THE REQUEST:
Rewrite all of the data below, swapping "innermost point" for "central point" wherever it occurs and leaving everything else unchanged. Leave the pictures out of your answer.

DATA:
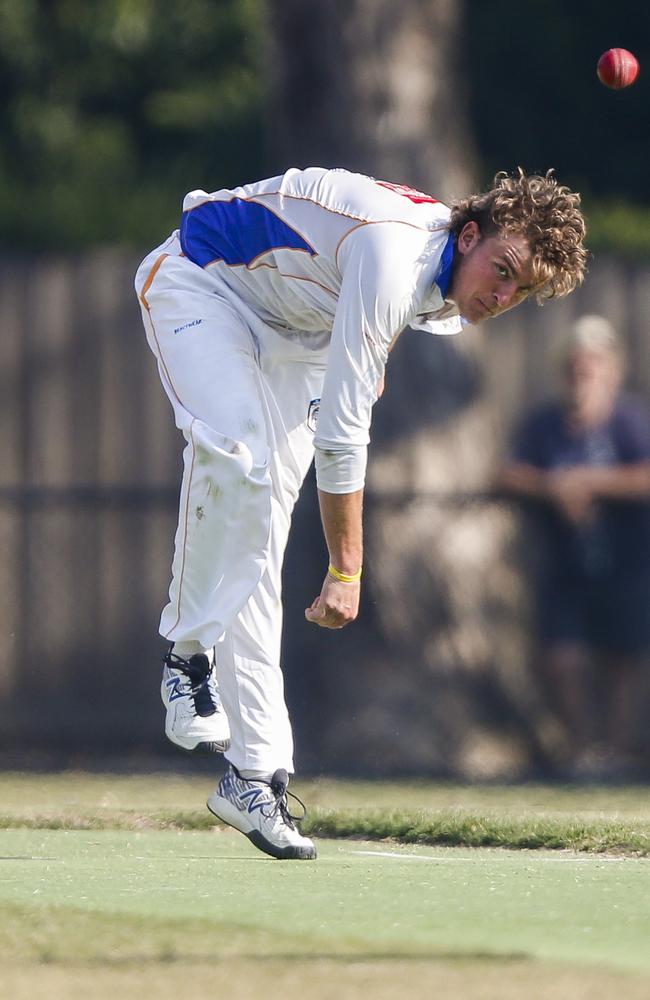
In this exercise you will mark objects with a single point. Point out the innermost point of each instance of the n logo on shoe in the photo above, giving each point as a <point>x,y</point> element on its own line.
<point>253,799</point>
<point>174,687</point>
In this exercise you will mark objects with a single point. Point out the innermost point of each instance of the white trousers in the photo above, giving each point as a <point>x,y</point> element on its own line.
<point>241,394</point>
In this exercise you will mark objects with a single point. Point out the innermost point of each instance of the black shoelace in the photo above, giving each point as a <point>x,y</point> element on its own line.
<point>198,674</point>
<point>279,783</point>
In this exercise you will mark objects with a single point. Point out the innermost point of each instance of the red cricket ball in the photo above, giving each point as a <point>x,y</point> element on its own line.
<point>617,68</point>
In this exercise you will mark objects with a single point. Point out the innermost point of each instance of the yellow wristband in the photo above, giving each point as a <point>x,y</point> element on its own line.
<point>343,577</point>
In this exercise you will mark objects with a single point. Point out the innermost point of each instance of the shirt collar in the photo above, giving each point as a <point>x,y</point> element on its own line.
<point>443,280</point>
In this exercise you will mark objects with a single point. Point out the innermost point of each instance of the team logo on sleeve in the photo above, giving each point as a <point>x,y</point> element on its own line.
<point>312,414</point>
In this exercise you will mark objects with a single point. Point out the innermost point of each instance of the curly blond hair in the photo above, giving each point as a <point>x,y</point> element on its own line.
<point>546,214</point>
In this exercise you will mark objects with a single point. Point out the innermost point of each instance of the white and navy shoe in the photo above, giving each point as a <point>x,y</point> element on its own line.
<point>195,717</point>
<point>259,810</point>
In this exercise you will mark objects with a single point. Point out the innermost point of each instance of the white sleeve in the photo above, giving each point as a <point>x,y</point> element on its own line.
<point>384,268</point>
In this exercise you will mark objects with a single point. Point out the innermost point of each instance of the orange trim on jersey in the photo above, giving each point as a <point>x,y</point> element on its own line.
<point>381,222</point>
<point>186,520</point>
<point>274,267</point>
<point>150,277</point>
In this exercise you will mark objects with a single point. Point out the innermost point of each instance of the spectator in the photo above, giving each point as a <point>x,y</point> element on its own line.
<point>586,458</point>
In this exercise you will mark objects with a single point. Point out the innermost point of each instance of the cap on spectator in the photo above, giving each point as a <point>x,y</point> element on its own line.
<point>592,333</point>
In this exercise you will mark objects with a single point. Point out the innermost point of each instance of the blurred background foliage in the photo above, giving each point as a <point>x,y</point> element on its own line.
<point>112,110</point>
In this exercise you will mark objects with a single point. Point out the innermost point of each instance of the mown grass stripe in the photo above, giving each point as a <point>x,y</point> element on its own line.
<point>451,828</point>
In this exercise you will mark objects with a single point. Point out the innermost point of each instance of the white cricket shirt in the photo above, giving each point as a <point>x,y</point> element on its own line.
<point>328,255</point>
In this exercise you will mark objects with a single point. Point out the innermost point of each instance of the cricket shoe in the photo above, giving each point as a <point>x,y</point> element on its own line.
<point>259,810</point>
<point>195,717</point>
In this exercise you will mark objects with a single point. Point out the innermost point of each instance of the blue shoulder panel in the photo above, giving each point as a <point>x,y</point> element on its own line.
<point>236,232</point>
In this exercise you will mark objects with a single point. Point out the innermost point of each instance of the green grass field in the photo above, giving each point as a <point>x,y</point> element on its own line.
<point>123,887</point>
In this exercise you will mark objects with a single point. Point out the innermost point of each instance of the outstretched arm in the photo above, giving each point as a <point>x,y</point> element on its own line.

OUTPUT BELOW:
In this exercise you will mark objects with a single point. Point out the central point of each instance of the n logo on shoe in the photo above, giving each point as a <point>x,y</point> element on its own line.
<point>253,799</point>
<point>174,687</point>
In this exercise you will mark objects with a single point. Point out the central point of each instance of the white trousers in the photo above, giving each point as a <point>x,y</point> element on its own line.
<point>241,394</point>
In this exercise you will mark objects with a single point. Point out the central point of each instance of the black shoelace in the photo above, giving each point as a <point>x,y</point> element on its own line.
<point>198,674</point>
<point>279,783</point>
In this exercise you will mark objects with a single point. Point out the central point of each instance of the red cricket ball in the photo above, giving each point as a <point>x,y</point> element on its own line.
<point>617,68</point>
In this exercise you will mark objects with a single point. Point out the central point of each instance of the yellow wristband in the photo above, giving each point as a <point>x,y</point> element on its own line.
<point>343,577</point>
In this exercise you will mark objects with a single point. Point out the central point of each instance of the shirt collar in the photo above, giving each point as a <point>x,y</point> element on its own line.
<point>443,280</point>
In this exercise you will mark objects with a single point. Point out the central point of each instance of the team logo on sleeve in the photo above, giving each point as a <point>x,y</point> element on its own line.
<point>312,414</point>
In this exercise you will mark objects with a single point. Point out the central point of each instance of the curly blond hair in the photo above, giving each point as a <point>x,y</point> element on its own line.
<point>546,214</point>
In this exercise you will mark objects with a single point. Point out the central point of each instance of the white and navy shoe in the photo above, giving each point as a <point>x,y</point> element on its own line.
<point>195,717</point>
<point>259,810</point>
In this exercise you will mark objects with a single point. Point out the central point of each instance of the white sleeve in the photo above, giving each point as a <point>x,y</point> element on its own line.
<point>384,268</point>
In this exercise you will mark objects with a single point. Point out the central point of each instance of the orange trim on jersey in the photo above, giving each point as a <point>x,y</point> element on its own line.
<point>381,222</point>
<point>186,520</point>
<point>274,267</point>
<point>150,277</point>
In this exercise you will mark objects with a single point. Point out the central point of each instance of the spectator in the photo above, giving each point as a <point>x,y</point> element on its own line.
<point>586,458</point>
In this exercise you will mark objects with a single point. Point out the central point of each instance of the cap on spectator in the photo above, giving each point as a <point>x,y</point> element on its own line.
<point>592,333</point>
In this exercise you will mark objects with a single point. Point out the central point of each instance of the blurred background foliage in the photo above, giving each point as a <point>x,y</point> element on its own line.
<point>112,110</point>
In this exercise you will mark objects with a single point. Point out the central point of each instance of the mown grass stripe in the photo above, giving each point as a <point>x,y</point> element on its own line.
<point>451,828</point>
In this exercise you will mark objects with a single point. Point out the central point of each instance of the white cricket shirt in the photo above, giving each point as a <point>x,y</point> element on its own line.
<point>328,255</point>
In this exercise you will mark objects with a single point. Point out the central point of each instance of the cricket shoe in the photo above, giving each point as a <point>x,y</point> element on its own line.
<point>259,810</point>
<point>195,717</point>
In this exercise you will mark objects with a single point. Point out the central point of each instance of the blue shoulder panel in the photo above, giving each point as a <point>x,y</point> element on its own line.
<point>236,232</point>
In this exercise you will mark objects with a single point. Point out the central point of each instance of the green grass field in the photo above, giving each point as a <point>x,y</point> element on its own line.
<point>123,887</point>
In this exercise you will mark objects with a single point. Point out the central point of each instance of the outstretched arm in the photo above, giving each point as a <point>x,y</point> element on its own line.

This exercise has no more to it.